Extracted entries:
########

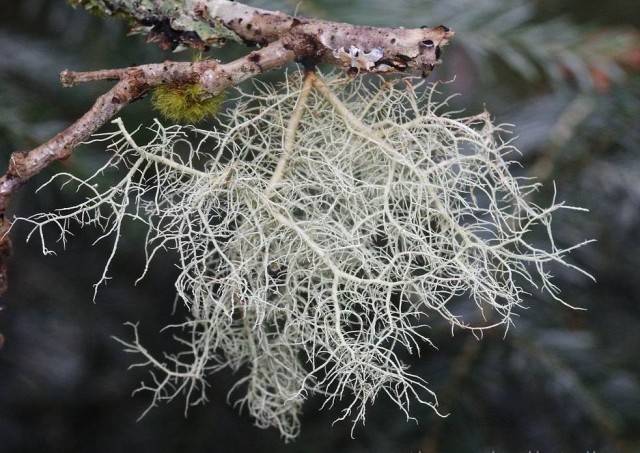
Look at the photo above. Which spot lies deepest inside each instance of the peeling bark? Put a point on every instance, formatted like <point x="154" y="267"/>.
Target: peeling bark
<point x="202" y="23"/>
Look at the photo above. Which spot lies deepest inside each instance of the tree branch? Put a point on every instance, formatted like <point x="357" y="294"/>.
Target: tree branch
<point x="283" y="39"/>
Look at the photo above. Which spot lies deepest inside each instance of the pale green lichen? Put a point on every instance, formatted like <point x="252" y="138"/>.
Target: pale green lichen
<point x="390" y="212"/>
<point x="187" y="104"/>
<point x="210" y="30"/>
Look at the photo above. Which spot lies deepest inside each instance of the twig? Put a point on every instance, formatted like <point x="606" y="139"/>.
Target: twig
<point x="284" y="39"/>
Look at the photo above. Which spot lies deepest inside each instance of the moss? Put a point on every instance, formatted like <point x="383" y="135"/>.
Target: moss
<point x="189" y="103"/>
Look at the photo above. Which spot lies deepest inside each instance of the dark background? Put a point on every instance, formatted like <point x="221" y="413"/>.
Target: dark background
<point x="566" y="72"/>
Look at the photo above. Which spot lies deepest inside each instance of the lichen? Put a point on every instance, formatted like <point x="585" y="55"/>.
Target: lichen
<point x="145" y="15"/>
<point x="187" y="104"/>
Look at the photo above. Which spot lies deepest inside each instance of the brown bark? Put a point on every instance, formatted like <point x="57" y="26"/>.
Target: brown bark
<point x="283" y="39"/>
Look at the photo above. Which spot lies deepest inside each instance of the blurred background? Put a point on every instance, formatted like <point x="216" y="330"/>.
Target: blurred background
<point x="565" y="72"/>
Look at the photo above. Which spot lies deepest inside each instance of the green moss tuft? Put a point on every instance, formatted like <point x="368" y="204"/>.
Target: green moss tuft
<point x="189" y="103"/>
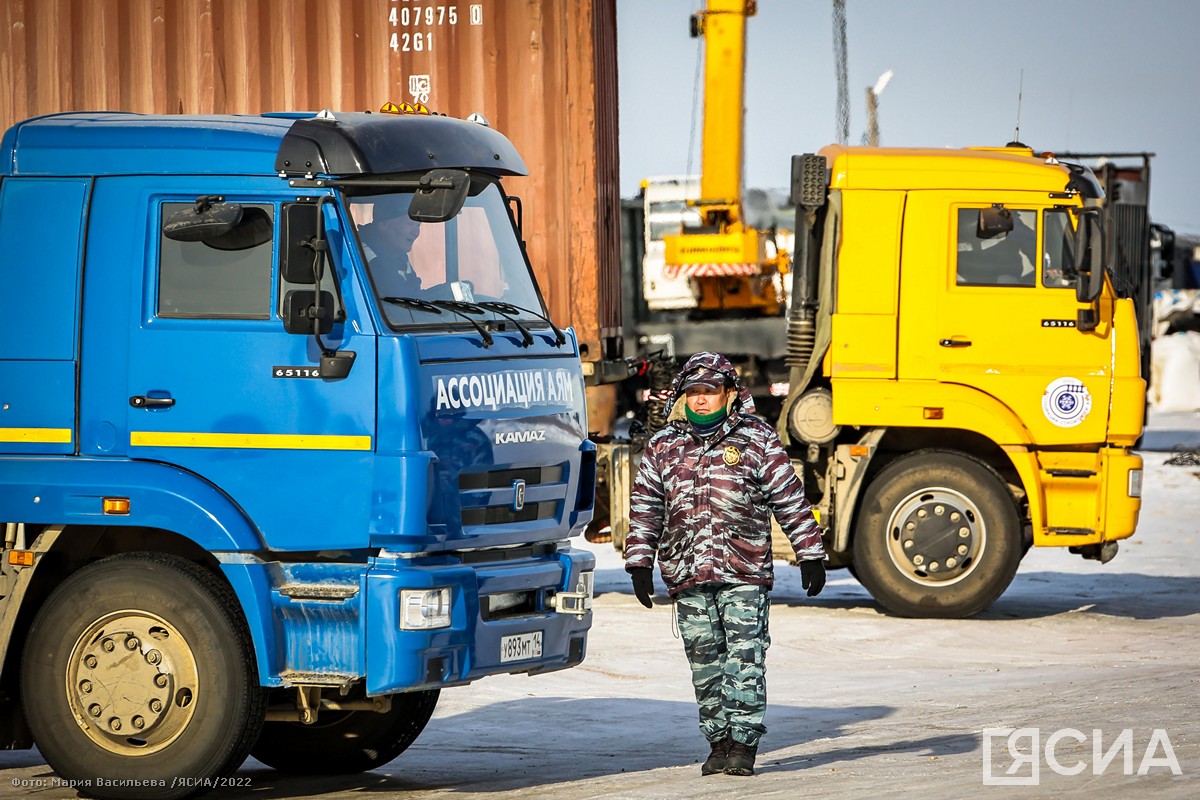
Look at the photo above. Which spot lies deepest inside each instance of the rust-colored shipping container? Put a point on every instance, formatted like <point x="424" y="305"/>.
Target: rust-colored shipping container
<point x="543" y="72"/>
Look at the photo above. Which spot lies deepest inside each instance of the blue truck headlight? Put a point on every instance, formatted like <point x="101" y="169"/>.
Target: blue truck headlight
<point x="421" y="609"/>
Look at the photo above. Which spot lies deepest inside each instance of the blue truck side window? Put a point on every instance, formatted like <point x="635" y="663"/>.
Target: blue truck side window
<point x="216" y="278"/>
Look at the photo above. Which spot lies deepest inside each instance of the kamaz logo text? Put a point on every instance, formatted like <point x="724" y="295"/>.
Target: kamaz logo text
<point x="520" y="437"/>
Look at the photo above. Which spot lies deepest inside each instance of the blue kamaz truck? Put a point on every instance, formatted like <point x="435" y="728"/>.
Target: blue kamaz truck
<point x="288" y="441"/>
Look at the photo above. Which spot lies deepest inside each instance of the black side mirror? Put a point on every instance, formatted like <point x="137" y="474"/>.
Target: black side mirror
<point x="439" y="196"/>
<point x="299" y="236"/>
<point x="208" y="218"/>
<point x="304" y="314"/>
<point x="1089" y="256"/>
<point x="994" y="222"/>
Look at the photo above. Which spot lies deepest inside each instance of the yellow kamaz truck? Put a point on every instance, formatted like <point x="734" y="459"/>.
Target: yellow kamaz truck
<point x="964" y="379"/>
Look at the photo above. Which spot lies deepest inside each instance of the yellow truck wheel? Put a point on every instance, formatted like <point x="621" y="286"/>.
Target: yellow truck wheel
<point x="937" y="535"/>
<point x="138" y="678"/>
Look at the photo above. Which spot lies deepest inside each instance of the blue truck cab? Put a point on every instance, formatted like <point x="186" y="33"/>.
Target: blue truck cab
<point x="288" y="441"/>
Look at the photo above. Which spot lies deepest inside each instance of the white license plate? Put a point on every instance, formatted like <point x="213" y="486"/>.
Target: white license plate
<point x="521" y="647"/>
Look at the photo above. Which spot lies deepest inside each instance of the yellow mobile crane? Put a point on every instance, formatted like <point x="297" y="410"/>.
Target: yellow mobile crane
<point x="726" y="258"/>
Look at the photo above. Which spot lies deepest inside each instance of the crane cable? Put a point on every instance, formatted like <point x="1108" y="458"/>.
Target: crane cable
<point x="695" y="97"/>
<point x="839" y="56"/>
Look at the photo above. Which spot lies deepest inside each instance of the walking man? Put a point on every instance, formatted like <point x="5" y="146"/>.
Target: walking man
<point x="702" y="500"/>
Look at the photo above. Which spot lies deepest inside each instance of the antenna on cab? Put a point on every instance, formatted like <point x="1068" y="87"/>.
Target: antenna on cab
<point x="1017" y="131"/>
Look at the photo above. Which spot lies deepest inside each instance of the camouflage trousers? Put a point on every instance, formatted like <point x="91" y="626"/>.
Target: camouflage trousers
<point x="725" y="637"/>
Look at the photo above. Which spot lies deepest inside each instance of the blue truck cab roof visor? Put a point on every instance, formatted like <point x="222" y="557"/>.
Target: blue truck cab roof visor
<point x="342" y="144"/>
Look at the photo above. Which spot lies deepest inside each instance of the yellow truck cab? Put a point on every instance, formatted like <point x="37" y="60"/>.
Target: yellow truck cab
<point x="965" y="382"/>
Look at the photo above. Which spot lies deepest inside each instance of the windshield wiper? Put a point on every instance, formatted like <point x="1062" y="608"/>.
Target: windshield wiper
<point x="526" y="336"/>
<point x="505" y="308"/>
<point x="435" y="306"/>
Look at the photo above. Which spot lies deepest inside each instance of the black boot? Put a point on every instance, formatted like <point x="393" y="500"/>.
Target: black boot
<point x="741" y="758"/>
<point x="715" y="762"/>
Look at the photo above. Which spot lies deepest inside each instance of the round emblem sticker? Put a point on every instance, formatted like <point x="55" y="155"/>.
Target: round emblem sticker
<point x="1066" y="402"/>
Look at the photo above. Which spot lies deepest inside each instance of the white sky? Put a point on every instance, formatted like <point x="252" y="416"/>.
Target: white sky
<point x="1099" y="76"/>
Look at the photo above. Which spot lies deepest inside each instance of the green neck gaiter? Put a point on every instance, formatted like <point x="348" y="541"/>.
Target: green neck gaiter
<point x="705" y="420"/>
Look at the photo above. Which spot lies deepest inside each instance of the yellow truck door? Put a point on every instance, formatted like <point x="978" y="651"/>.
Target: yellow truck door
<point x="994" y="312"/>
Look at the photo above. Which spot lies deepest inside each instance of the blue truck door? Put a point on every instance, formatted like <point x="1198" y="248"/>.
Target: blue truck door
<point x="41" y="240"/>
<point x="216" y="386"/>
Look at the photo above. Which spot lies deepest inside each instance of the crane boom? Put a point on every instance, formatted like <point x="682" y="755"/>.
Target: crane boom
<point x="725" y="258"/>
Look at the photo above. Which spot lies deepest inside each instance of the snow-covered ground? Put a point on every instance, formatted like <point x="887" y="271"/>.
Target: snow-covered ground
<point x="862" y="704"/>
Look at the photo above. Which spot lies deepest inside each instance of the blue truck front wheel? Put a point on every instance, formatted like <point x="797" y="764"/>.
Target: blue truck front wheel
<point x="139" y="678"/>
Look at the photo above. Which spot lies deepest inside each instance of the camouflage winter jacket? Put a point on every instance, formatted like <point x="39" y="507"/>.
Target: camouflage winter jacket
<point x="703" y="506"/>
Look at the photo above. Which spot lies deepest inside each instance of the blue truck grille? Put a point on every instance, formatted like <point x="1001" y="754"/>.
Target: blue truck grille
<point x="489" y="498"/>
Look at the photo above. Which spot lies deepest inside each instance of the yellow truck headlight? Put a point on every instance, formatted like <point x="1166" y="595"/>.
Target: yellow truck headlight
<point x="1135" y="482"/>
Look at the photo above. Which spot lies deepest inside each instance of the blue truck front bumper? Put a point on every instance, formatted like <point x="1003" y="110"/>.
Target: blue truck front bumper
<point x="342" y="623"/>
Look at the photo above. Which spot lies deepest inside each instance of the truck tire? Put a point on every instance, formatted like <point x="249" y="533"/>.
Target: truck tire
<point x="139" y="680"/>
<point x="937" y="535"/>
<point x="342" y="743"/>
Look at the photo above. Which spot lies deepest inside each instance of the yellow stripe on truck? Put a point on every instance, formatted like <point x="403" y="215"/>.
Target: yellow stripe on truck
<point x="247" y="440"/>
<point x="41" y="435"/>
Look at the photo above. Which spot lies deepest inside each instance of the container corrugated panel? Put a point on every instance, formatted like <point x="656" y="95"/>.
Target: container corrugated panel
<point x="540" y="71"/>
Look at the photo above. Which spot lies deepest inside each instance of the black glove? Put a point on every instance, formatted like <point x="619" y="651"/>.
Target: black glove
<point x="643" y="584"/>
<point x="813" y="576"/>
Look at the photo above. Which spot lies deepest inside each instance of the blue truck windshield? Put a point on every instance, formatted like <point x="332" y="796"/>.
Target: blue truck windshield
<point x="472" y="260"/>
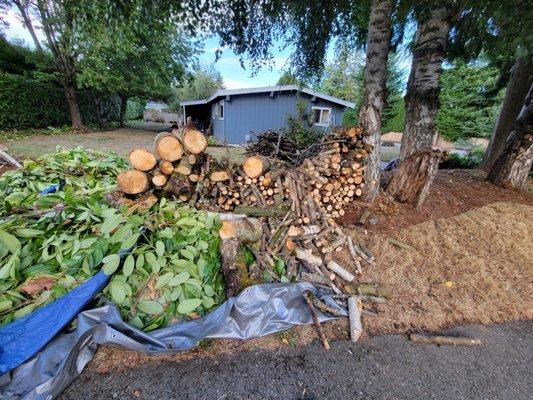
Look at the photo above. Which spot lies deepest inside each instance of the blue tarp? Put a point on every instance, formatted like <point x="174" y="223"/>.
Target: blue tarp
<point x="25" y="337"/>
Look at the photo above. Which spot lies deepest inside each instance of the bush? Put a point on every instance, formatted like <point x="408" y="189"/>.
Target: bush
<point x="27" y="103"/>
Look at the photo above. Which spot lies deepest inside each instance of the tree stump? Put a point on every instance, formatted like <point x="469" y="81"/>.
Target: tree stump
<point x="411" y="182"/>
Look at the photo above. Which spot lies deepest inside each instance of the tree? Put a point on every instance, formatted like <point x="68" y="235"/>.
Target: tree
<point x="374" y="93"/>
<point x="521" y="79"/>
<point x="512" y="167"/>
<point x="469" y="101"/>
<point x="200" y="84"/>
<point x="56" y="19"/>
<point x="422" y="96"/>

########

Copy nothing outside the span: please output the lines from the one with "the black glove?" through the end of the entries above, and skip the pictures.

Response to the exercise:
Look at the photo above. Which spot lies deepest inside each instance of the black glove? Put a point on every instance, formatted like <point x="619" y="651"/>.
Target: black glove
<point x="643" y="584"/>
<point x="813" y="576"/>
Look at the photo above. Which spot lies deepest inside each instance of the blue truck windshield? Put a point on every instance, formatted like <point x="332" y="796"/>.
Target: blue truck windshield
<point x="472" y="260"/>
Look at the photo above. Which spot lies deepest inside each instance of the blue tarp? Put a point on every instance, formatted like <point x="174" y="223"/>.
Target: blue tarp
<point x="25" y="337"/>
Look at the photo above. Which spot lies deepest inside each instance of the bush? Put a point on every instance, formatted like <point x="408" y="189"/>.
Target: bush
<point x="27" y="103"/>
Look at the photo above. Which spot lies deepest inside each instance of the tree stump? Put a point on every instance, formatted like <point x="469" y="81"/>.
Target: tree stump
<point x="411" y="182"/>
Look at the photo above. Which spot lies deepest inside each instance of the tree? Put a point on every instance, formatted like <point x="68" y="235"/>.
Target: tree
<point x="374" y="93"/>
<point x="521" y="79"/>
<point x="512" y="167"/>
<point x="469" y="101"/>
<point x="200" y="84"/>
<point x="56" y="19"/>
<point x="422" y="96"/>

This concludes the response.